[What is being asked] Write out the material exactly. Do not include the pictures.

[Supplied entries]
----

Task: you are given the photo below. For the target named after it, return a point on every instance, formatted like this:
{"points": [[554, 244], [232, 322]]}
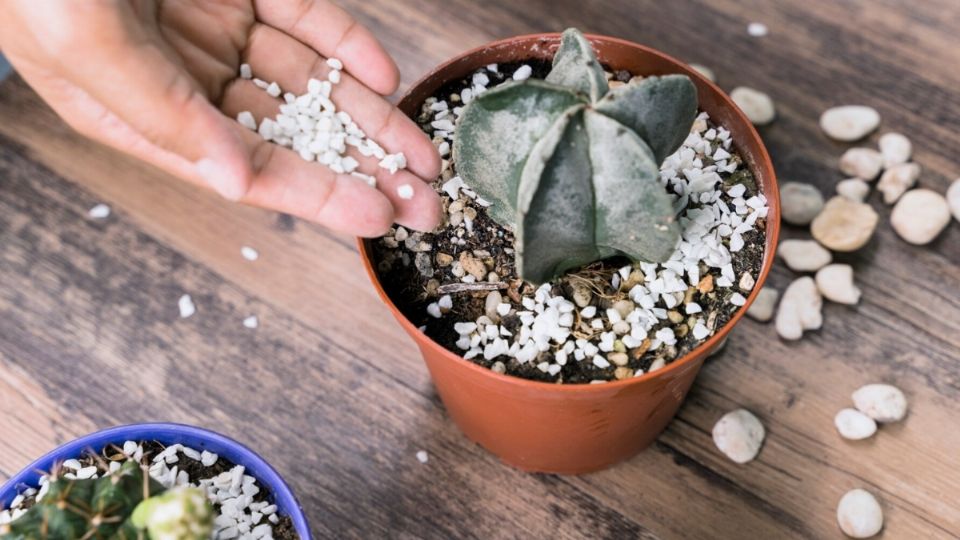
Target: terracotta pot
{"points": [[574, 429]]}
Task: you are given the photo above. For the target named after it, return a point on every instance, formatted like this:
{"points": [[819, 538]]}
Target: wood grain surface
{"points": [[331, 391]]}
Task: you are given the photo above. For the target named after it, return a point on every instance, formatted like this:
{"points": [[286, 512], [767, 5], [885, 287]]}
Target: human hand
{"points": [[160, 80]]}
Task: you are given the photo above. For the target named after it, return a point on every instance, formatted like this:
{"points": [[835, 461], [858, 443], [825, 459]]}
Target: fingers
{"points": [[137, 82], [380, 120], [332, 32], [417, 207], [285, 182]]}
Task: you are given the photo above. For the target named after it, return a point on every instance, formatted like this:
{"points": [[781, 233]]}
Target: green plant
{"points": [[573, 166], [101, 509]]}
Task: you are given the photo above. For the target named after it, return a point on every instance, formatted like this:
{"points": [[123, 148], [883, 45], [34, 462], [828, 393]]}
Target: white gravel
{"points": [[739, 435], [920, 216], [882, 402], [859, 514]]}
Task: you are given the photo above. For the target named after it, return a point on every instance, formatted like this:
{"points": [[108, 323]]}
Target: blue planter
{"points": [[168, 434]]}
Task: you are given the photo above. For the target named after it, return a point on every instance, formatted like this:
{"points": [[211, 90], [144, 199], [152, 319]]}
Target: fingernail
{"points": [[220, 180]]}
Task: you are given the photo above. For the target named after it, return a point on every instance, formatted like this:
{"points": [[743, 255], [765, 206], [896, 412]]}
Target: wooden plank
{"points": [[349, 402]]}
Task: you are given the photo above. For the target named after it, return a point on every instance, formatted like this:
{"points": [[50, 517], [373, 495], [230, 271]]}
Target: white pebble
{"points": [[800, 202], [953, 199], [522, 73], [896, 149], [853, 189], [897, 180], [705, 71], [849, 122], [208, 459], [755, 104], [854, 425], [865, 163], [756, 29], [835, 283], [920, 215], [763, 305], [800, 309], [882, 402], [186, 306], [405, 191], [859, 514], [739, 435], [99, 211], [803, 255], [844, 225]]}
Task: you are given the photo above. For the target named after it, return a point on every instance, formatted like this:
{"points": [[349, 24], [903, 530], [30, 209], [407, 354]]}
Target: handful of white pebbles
{"points": [[311, 125]]}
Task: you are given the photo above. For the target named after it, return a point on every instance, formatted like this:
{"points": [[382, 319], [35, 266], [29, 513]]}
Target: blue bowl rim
{"points": [[166, 433]]}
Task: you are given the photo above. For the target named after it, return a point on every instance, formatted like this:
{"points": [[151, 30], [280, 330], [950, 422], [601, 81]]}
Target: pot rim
{"points": [[281, 492], [772, 232]]}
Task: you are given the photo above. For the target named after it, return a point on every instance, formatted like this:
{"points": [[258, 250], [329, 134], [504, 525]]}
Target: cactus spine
{"points": [[572, 166], [101, 509]]}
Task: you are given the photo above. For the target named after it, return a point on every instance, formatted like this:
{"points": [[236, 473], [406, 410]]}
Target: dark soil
{"points": [[413, 271]]}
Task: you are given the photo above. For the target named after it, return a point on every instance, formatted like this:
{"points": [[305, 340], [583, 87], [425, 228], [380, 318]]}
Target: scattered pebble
{"points": [[311, 126], [849, 122], [853, 189], [763, 305], [859, 514], [854, 425], [897, 180], [755, 104], [799, 309], [844, 225], [803, 255], [896, 149], [756, 29], [835, 283], [405, 191], [953, 199], [99, 211], [186, 306], [800, 203], [865, 163], [739, 435], [920, 215], [882, 402], [705, 71]]}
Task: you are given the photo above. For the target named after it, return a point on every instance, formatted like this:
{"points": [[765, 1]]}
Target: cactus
{"points": [[573, 166], [99, 508], [182, 513]]}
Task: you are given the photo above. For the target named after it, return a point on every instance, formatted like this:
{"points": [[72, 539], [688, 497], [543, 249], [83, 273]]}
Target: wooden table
{"points": [[334, 394]]}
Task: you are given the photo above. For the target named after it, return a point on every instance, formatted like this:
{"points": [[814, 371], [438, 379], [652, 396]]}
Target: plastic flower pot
{"points": [[567, 428], [168, 434]]}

----

[Solution for this exercise]
Task: you are given the photo below. For the target named after it, return a point on every instance, formatted like this:
{"points": [[554, 244], [232, 322]]}
Target: terracotta pot
{"points": [[574, 429]]}
Task: you are given the photo above. For the target named after it, return a point on every instance, formatted like this:
{"points": [[819, 538]]}
Target: wood grain surface
{"points": [[331, 391]]}
Task: you are given the photo above. For the target named after it, return a point on every instance, formatted like this:
{"points": [[286, 512], [767, 5], [885, 287]]}
Target: human hand
{"points": [[160, 80]]}
Task: you are given the photo above. For the target named after it, return a point on every instance, formatted like this:
{"points": [[835, 461], [858, 443], [825, 459]]}
Target: fingers
{"points": [[137, 82], [380, 120], [332, 32], [417, 207], [285, 182]]}
Task: you are given the photo above. For the target named after it, return a point on every instance, formatted like this:
{"points": [[781, 233]]}
Target: green plant
{"points": [[573, 166], [101, 509]]}
Task: you are given the photo above. For the target named after it, return a point on every instance, formatted like this:
{"points": [[123, 148], [883, 45], [34, 462], [828, 393]]}
Target: white gravel
{"points": [[739, 435], [920, 216], [882, 402], [859, 514]]}
Task: you are given the photo above. For the target named after it, return a point on every instance, formatted like this:
{"points": [[108, 323]]}
Target: blue planter
{"points": [[168, 434]]}
Task: you are given the photo above. For the target named after it, return a point on every instance, formatted like this:
{"points": [[211, 90], [144, 199], [152, 319]]}
Target: fingernail
{"points": [[220, 180]]}
Task: you are given the photo above. For the target named after it, return a point on every instance, formatted like this:
{"points": [[743, 255], [765, 206], [896, 412]]}
Target: wooden plank
{"points": [[349, 402]]}
Task: you are given the photo above. For the target named after it, return a point on every instance, formatted like this:
{"points": [[50, 517], [373, 495], [230, 271]]}
Target: white pebble
{"points": [[800, 202], [953, 199], [522, 73], [896, 149], [853, 189], [897, 180], [705, 71], [849, 122], [208, 459], [755, 104], [854, 425], [865, 163], [756, 29], [835, 283], [920, 215], [763, 305], [800, 309], [882, 402], [186, 306], [405, 191], [859, 514], [739, 435], [99, 211], [803, 255], [844, 225]]}
Task: you are given the photo above. For the target named after it, return a point on every instance, formatted like this:
{"points": [[349, 24], [903, 530], [30, 209], [407, 354]]}
Target: handful of white pebbles
{"points": [[311, 125]]}
Task: you are given the photo above. For the target named after it, return a point on every instance, formatted like this:
{"points": [[382, 319], [35, 266], [29, 513]]}
Target: blue bowl rim
{"points": [[166, 433]]}
Task: you are given the photo above. For the target named after it, return a point on every instance, formatted like this:
{"points": [[151, 30], [280, 330], [950, 422], [601, 81]]}
Target: pot rim
{"points": [[281, 492], [772, 232]]}
Task: you are given the photo above. For the target named after it, return a point on every instance, formatted like this:
{"points": [[258, 250], [329, 134], [504, 525]]}
Target: cactus spine
{"points": [[572, 166], [101, 509]]}
Task: you are given the photo above. For the target named after it, return a point on every instance, formatted like this:
{"points": [[236, 473], [406, 410]]}
Target: dark soil
{"points": [[413, 271]]}
Task: you are given the photo above. For the target named after it, return a point on every instance, formatted like this:
{"points": [[305, 340], [583, 87], [425, 228], [380, 318]]}
Target: scattered pebble
{"points": [[311, 126], [849, 122], [853, 189], [763, 305], [859, 514], [854, 425], [897, 180], [755, 104], [799, 309], [844, 225], [803, 255], [896, 149], [756, 29], [835, 283], [405, 191], [953, 199], [99, 211], [186, 306], [800, 203], [865, 163], [739, 435], [920, 215], [882, 402], [705, 71]]}
Task: you are given the photo above. For the target named after it, return a point on every instance, formatted like this:
{"points": [[765, 1]]}
Target: cactus
{"points": [[573, 166], [99, 508], [182, 513]]}
Task: you are given the photo above. For the target named after it, return a point on every instance, formatted like this:
{"points": [[72, 539], [688, 497], [543, 249], [83, 273]]}
Target: wooden table
{"points": [[334, 394]]}
Task: you are given the photo above. For the target named after it, return a point on every instance, formatted like this:
{"points": [[814, 371], [438, 379], [652, 396]]}
Target: plastic flower pot
{"points": [[567, 428], [168, 434]]}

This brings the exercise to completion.